##### Seçilen Metin
Bugün resmi gazete yayınlanan yönetmelik değişikliğine göre güvenlilik ve kalite ile ilgili kapsamlı verilerin henüz sağlanamadığı aşılar için Türkiye İlaç ve Tıbbî Cihaz Kurumu (TİTCK) tarafından acil kullanım onayı (AKO) verilebilecek.

Yedi sağlık meslek örgütü ve TTB’nin ortak açıklamasında yönetmelik değişikliği hatırlatılarak şu ifadelere yer verildi: 

"KAPSAMLI VERİLER AÇIKLANMALI"
##########
##### Kayıtlar
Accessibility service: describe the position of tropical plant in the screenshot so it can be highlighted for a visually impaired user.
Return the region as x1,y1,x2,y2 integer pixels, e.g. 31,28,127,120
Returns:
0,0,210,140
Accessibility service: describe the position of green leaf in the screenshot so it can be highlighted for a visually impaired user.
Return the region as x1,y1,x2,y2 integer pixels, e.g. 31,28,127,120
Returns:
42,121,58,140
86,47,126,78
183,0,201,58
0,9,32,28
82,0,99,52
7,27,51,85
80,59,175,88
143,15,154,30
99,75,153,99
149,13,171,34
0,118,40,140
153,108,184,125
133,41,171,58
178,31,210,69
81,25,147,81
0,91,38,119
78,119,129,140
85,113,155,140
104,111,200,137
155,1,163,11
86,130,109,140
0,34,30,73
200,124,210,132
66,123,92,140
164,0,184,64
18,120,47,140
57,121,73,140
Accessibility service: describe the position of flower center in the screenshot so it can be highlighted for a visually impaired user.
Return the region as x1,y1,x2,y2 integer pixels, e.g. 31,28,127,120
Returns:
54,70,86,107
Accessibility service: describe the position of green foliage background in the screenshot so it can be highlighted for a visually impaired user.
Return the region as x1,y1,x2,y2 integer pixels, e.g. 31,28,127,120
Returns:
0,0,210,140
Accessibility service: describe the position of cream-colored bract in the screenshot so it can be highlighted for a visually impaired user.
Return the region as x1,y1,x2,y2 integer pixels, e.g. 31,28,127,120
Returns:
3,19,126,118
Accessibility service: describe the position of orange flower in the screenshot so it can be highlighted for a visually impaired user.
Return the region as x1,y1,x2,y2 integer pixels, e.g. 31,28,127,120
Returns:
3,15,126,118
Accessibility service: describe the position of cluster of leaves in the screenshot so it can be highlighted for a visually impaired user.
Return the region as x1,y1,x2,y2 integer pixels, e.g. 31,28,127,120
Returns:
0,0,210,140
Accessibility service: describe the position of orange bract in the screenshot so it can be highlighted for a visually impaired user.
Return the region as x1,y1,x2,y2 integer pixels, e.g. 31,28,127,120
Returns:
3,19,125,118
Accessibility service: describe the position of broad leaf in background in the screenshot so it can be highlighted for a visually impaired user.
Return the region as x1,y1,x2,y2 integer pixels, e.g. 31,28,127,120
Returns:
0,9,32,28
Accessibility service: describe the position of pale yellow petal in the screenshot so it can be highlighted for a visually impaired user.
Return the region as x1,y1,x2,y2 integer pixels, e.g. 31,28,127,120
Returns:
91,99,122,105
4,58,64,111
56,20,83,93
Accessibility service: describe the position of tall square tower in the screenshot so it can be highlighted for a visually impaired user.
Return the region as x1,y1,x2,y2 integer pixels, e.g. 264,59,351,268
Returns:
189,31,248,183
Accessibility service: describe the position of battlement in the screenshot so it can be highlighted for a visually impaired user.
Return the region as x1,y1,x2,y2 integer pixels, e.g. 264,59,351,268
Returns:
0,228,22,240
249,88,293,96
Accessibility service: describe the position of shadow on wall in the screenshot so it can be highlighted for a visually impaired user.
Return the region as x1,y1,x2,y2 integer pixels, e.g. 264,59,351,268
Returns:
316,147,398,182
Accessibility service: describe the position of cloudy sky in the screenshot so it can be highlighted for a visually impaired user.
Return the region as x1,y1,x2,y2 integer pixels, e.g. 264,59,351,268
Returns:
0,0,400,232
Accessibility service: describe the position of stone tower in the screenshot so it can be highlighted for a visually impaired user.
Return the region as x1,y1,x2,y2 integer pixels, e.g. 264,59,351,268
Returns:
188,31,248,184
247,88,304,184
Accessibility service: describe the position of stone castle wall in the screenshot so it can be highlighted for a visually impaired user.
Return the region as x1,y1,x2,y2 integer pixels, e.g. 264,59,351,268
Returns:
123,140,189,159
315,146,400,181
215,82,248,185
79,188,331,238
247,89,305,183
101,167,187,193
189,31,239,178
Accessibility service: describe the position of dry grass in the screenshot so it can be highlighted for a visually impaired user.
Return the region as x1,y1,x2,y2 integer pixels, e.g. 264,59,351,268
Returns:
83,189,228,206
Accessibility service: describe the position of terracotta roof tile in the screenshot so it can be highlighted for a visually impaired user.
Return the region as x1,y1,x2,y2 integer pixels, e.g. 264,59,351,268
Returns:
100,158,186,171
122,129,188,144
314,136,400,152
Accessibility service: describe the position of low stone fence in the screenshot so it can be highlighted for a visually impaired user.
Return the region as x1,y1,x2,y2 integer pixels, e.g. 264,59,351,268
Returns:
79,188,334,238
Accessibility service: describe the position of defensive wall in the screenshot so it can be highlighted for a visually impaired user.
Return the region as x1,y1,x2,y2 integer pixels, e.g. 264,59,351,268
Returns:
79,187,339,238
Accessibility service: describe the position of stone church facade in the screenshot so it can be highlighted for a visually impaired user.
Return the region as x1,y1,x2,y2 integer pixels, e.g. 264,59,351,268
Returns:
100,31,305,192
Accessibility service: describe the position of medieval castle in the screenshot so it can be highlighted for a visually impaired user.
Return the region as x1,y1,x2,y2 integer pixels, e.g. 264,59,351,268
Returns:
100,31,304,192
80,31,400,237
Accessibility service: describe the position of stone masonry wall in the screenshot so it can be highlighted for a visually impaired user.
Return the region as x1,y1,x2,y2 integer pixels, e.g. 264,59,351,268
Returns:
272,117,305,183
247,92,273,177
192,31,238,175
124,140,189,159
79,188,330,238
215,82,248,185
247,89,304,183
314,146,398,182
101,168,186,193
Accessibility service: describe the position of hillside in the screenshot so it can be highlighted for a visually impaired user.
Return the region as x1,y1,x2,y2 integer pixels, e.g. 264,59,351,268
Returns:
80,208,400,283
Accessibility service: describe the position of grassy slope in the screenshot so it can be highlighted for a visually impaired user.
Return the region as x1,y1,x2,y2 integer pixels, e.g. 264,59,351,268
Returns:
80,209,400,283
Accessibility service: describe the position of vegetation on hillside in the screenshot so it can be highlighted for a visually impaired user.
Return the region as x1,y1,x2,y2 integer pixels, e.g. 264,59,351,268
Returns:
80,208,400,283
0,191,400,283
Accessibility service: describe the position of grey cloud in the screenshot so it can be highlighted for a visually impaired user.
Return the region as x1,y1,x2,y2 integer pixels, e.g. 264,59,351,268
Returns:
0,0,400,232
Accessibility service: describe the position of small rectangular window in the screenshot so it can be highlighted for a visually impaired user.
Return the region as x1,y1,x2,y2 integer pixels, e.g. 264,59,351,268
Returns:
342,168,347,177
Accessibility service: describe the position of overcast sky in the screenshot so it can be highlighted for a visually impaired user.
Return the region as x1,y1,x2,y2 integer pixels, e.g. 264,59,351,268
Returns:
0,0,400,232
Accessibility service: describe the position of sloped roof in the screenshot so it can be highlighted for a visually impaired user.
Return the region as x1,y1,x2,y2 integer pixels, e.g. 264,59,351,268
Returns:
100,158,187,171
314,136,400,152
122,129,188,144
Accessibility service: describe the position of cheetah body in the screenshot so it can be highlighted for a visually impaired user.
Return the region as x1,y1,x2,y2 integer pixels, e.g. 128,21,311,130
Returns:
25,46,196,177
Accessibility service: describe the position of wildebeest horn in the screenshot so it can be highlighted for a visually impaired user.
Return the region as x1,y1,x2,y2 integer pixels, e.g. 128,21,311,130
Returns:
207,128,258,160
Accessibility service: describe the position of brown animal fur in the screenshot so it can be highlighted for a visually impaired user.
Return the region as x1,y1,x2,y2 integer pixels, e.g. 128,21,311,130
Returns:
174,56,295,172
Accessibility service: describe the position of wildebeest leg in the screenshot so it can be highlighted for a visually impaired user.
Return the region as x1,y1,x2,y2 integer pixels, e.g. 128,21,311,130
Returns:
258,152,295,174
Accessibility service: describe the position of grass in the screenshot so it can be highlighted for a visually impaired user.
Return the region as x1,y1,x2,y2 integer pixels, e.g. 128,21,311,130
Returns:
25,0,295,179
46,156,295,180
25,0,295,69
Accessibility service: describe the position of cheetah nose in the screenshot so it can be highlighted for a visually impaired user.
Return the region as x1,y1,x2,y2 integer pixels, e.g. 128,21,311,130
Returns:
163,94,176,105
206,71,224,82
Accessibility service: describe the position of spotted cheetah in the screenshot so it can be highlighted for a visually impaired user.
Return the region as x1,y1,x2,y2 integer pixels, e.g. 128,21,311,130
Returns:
##########
Görev Talimatı:
Seçilen metni iki cümleyle özetleyebilir misiniz? Kayıtlı materyal, metinden ayrı bir içeriktir.

Görev Çıktısı:
Resmî Gazete'de yayımlanan yönetmelik değişikliğine göre, güvenlilik ve kaliteyle ilgili kapsamlı verileri henüz sağlanamamış aşılara Türkiye İlaç ve Tıbbî Cihaz Kurumu (TİTCK) acil kullanım onayı verebilecek. Yedi sağlık meslek örgütü ile TTB, ortak bir açıklamada bu yönetmelik değişikliğini hatırlattı.